• Task item:
Every line with "steam" in it should be copied from the data.

• Point-per-instance localization data:
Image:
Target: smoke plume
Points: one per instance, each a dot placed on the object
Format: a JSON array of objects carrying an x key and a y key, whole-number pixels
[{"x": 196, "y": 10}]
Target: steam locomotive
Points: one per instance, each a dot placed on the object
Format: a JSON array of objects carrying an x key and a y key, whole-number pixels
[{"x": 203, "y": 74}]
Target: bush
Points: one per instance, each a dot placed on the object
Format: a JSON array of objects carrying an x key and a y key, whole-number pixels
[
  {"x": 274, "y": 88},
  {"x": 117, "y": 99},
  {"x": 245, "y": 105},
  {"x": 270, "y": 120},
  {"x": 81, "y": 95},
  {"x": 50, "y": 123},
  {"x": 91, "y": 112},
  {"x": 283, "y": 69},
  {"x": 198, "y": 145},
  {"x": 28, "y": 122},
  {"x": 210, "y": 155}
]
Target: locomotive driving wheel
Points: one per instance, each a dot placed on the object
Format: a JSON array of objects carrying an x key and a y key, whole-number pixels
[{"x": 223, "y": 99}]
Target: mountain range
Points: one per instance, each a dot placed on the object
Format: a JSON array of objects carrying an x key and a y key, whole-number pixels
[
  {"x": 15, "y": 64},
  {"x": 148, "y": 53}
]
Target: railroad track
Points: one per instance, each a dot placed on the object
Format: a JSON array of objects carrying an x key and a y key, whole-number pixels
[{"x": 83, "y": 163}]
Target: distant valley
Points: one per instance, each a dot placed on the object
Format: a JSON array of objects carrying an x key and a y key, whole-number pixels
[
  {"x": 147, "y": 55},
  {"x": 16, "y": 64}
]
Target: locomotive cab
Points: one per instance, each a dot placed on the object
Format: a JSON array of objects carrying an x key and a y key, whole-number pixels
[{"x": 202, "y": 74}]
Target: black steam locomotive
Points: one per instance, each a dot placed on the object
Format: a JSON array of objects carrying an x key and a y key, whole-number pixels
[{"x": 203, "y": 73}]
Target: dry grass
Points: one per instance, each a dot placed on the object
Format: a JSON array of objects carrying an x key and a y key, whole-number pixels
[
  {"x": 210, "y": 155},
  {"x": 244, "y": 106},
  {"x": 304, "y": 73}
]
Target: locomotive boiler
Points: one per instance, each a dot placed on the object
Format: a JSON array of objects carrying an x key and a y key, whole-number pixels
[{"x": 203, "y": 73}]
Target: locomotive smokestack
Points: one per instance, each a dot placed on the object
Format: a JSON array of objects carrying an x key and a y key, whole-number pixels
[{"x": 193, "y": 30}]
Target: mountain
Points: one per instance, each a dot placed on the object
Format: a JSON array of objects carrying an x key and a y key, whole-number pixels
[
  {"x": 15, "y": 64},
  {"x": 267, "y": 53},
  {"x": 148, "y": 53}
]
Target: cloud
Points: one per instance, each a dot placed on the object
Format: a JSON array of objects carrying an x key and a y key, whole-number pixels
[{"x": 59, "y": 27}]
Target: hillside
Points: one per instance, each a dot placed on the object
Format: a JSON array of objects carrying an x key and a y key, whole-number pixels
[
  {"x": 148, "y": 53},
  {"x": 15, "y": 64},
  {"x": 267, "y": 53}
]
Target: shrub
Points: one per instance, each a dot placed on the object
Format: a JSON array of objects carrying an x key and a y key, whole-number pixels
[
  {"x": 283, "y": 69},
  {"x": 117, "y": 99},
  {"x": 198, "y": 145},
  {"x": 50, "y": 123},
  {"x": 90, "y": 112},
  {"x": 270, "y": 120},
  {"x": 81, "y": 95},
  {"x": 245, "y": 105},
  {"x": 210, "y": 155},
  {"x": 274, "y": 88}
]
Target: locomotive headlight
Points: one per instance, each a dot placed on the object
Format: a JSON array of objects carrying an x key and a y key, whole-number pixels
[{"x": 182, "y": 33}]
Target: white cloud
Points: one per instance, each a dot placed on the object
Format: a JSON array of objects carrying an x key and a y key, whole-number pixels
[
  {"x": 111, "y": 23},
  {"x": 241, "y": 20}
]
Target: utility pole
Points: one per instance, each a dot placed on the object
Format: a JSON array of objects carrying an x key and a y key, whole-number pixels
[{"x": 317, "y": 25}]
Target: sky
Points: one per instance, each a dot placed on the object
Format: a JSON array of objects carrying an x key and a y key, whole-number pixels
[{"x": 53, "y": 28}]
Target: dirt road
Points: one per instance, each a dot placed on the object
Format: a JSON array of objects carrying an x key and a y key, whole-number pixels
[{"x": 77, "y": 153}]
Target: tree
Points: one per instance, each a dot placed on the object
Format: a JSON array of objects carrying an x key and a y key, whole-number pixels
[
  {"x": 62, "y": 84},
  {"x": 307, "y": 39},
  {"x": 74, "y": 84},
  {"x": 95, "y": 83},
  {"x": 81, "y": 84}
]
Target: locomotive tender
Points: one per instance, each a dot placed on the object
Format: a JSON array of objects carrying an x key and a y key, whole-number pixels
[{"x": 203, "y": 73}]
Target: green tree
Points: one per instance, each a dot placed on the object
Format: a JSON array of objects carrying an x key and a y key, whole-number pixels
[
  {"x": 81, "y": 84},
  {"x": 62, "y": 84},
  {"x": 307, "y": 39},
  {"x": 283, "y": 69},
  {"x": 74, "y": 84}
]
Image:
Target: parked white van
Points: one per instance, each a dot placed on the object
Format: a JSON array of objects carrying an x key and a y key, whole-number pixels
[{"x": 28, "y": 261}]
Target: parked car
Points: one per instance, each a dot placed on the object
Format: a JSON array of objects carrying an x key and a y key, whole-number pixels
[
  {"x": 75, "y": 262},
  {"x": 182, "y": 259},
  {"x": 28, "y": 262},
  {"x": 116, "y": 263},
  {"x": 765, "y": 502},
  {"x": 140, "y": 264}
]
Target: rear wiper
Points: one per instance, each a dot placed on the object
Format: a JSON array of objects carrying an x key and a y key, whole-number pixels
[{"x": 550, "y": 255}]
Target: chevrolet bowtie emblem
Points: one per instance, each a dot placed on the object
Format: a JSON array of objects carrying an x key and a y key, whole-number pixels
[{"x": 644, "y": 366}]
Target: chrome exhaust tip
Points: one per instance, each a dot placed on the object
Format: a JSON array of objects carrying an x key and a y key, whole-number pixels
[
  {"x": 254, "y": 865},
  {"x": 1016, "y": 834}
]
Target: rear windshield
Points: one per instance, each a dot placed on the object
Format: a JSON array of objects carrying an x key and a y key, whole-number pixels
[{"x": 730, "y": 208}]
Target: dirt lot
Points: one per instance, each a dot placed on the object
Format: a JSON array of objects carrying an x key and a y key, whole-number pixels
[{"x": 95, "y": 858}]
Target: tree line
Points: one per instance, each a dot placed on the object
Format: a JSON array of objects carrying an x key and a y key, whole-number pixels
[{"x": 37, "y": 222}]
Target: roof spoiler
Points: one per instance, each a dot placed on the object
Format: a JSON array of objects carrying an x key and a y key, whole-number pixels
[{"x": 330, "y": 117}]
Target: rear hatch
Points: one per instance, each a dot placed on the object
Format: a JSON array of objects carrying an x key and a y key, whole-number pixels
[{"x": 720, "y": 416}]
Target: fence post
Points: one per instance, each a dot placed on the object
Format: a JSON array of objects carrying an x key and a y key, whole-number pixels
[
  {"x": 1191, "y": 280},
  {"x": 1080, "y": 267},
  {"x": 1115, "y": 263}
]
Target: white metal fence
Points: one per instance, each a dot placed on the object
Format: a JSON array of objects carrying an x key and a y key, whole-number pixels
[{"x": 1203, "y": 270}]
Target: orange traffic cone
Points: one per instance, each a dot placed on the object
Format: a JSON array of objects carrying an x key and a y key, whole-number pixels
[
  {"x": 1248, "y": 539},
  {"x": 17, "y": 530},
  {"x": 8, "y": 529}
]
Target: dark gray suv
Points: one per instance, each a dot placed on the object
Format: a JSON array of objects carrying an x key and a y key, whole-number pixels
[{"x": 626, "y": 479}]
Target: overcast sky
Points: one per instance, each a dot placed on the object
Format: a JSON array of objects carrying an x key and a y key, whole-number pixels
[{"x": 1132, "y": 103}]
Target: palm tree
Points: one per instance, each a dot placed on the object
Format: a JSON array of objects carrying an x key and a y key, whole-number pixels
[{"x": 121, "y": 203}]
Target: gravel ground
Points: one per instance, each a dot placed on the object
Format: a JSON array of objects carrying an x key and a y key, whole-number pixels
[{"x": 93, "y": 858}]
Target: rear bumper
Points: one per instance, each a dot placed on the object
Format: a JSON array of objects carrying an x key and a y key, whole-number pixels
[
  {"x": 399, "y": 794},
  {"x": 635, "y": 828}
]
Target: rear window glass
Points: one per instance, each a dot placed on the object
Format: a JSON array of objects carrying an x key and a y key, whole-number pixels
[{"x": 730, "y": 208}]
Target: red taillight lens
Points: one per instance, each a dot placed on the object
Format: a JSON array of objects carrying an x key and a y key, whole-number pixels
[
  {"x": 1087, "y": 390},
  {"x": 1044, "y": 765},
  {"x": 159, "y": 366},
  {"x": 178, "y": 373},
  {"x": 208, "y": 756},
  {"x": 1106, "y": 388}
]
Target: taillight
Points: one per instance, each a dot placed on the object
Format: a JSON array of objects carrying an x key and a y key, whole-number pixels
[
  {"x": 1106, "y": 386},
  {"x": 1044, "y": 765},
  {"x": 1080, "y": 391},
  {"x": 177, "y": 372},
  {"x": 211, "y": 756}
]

• Task answer:
Target: steam locomotive
Target: black steam locomotive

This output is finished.